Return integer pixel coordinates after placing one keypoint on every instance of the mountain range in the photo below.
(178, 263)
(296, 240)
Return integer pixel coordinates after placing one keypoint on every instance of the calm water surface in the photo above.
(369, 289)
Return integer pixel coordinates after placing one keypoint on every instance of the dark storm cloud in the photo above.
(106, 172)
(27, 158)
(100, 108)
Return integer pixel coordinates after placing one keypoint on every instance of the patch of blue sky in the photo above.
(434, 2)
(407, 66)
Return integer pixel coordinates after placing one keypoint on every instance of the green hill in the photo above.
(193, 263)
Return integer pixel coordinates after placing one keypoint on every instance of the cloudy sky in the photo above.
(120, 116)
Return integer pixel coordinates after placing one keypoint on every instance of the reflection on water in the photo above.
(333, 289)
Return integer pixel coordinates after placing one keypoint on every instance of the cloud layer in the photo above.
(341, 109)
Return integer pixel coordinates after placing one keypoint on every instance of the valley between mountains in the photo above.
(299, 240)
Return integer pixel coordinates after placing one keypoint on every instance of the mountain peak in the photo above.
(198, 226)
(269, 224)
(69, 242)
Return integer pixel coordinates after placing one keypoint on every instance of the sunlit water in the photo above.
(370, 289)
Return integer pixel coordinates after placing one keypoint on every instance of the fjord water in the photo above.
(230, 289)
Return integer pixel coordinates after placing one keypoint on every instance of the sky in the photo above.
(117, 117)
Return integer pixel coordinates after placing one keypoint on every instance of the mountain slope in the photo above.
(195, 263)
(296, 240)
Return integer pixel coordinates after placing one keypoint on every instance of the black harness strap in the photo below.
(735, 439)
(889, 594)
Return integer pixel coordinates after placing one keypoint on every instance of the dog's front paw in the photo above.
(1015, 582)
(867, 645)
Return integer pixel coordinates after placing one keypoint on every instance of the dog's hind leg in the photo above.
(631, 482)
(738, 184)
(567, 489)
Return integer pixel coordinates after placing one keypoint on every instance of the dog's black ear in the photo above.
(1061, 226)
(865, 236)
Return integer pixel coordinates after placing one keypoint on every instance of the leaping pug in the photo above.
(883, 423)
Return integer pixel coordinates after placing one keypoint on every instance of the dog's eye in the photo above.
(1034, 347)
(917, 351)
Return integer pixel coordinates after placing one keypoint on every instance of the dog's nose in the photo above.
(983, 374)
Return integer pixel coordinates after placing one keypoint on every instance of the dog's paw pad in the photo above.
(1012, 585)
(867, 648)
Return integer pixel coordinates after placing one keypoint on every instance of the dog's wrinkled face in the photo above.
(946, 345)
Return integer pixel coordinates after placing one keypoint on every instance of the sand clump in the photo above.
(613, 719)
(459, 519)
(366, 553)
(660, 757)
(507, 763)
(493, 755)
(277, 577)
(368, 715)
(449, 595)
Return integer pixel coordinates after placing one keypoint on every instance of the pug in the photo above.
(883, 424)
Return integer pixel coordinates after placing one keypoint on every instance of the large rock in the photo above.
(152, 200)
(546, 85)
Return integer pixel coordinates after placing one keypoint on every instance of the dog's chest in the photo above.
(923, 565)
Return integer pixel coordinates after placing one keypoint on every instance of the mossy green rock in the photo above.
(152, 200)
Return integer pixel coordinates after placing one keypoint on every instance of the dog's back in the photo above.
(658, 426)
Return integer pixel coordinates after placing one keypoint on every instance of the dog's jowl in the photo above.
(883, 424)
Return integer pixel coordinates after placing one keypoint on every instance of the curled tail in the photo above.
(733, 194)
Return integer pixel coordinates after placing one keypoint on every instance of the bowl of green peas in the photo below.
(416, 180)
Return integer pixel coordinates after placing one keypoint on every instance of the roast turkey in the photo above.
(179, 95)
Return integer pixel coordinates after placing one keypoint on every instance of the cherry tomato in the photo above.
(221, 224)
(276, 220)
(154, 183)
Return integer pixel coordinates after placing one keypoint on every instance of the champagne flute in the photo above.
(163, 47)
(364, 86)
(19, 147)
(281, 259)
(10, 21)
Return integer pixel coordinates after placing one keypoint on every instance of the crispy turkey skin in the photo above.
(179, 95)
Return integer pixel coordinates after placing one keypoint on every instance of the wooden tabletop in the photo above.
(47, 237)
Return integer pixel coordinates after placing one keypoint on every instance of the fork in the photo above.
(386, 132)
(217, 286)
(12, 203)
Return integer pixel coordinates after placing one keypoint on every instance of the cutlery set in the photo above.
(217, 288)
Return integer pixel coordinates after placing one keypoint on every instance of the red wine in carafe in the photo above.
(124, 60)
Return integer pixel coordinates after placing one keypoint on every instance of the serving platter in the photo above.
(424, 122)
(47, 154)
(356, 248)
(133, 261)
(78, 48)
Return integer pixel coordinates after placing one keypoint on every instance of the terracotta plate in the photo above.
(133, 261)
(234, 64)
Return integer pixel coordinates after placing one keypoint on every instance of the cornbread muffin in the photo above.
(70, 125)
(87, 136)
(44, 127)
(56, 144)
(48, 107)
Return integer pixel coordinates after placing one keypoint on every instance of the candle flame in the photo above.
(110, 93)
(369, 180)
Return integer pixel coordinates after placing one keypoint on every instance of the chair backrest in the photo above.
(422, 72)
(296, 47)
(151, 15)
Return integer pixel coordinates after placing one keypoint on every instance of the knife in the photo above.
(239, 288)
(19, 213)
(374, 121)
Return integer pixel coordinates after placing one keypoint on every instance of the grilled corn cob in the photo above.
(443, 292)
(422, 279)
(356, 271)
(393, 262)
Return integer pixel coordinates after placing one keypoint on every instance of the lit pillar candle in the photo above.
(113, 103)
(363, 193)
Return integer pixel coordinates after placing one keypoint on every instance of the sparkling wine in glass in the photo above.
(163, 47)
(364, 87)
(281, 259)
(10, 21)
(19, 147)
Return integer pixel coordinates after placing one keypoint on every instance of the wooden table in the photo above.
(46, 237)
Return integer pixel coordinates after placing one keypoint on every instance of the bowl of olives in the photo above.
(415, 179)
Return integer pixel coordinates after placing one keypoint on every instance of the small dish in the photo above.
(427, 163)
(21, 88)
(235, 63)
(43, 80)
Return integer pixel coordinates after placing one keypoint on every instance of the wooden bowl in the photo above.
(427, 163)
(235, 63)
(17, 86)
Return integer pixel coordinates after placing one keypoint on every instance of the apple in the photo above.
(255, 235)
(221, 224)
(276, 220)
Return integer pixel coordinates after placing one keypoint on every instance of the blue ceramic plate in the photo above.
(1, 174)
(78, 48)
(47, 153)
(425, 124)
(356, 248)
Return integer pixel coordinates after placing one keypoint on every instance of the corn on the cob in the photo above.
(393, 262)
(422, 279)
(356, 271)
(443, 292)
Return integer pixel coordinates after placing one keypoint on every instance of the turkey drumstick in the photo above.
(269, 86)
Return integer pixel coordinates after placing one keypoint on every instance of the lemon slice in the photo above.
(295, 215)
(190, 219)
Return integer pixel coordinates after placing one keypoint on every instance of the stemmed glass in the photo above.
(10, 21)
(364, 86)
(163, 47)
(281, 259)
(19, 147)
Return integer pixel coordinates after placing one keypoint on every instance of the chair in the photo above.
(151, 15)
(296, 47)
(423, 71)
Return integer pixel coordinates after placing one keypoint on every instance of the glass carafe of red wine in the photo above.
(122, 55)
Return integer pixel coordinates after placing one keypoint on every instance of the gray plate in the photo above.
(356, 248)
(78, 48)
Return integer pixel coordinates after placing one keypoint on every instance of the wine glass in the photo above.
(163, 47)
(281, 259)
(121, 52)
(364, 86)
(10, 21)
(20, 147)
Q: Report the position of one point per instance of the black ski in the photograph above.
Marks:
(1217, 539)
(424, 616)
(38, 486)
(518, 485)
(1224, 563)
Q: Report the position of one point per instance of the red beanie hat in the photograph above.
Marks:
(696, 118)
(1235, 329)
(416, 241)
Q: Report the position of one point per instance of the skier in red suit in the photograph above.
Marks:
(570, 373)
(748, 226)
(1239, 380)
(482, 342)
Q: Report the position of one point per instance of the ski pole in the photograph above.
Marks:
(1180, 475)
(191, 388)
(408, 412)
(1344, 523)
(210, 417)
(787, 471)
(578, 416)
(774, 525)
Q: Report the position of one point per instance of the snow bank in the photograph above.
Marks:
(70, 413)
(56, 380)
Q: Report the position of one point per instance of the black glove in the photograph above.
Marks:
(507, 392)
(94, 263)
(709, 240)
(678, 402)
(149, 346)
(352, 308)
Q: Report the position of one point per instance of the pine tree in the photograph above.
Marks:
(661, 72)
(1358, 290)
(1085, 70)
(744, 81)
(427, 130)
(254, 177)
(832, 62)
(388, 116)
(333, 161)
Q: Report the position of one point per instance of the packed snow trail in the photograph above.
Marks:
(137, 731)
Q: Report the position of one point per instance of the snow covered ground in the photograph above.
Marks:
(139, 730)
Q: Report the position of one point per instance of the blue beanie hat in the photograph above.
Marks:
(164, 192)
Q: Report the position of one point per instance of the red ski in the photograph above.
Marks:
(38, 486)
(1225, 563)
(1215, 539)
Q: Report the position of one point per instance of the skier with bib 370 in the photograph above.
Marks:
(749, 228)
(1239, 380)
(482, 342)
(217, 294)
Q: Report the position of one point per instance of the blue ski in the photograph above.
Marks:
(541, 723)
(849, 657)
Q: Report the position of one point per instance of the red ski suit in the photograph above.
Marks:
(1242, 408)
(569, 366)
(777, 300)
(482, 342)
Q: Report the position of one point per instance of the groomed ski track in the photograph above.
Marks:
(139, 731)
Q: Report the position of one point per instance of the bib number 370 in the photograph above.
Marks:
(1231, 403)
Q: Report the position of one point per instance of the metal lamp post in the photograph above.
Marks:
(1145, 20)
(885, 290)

^^^^^^^^

→ **Task instructions**:
Copy out each line of the material above that holds the word "snow".

→ **Response**:
Q: Report the position of one point per instance of the snow bank in the photograph above.
Q: Report the position of one point per instance of the packed snow trail in the photograph above.
Q: Report the position of one point per instance of the snow covered ground in the photograph above.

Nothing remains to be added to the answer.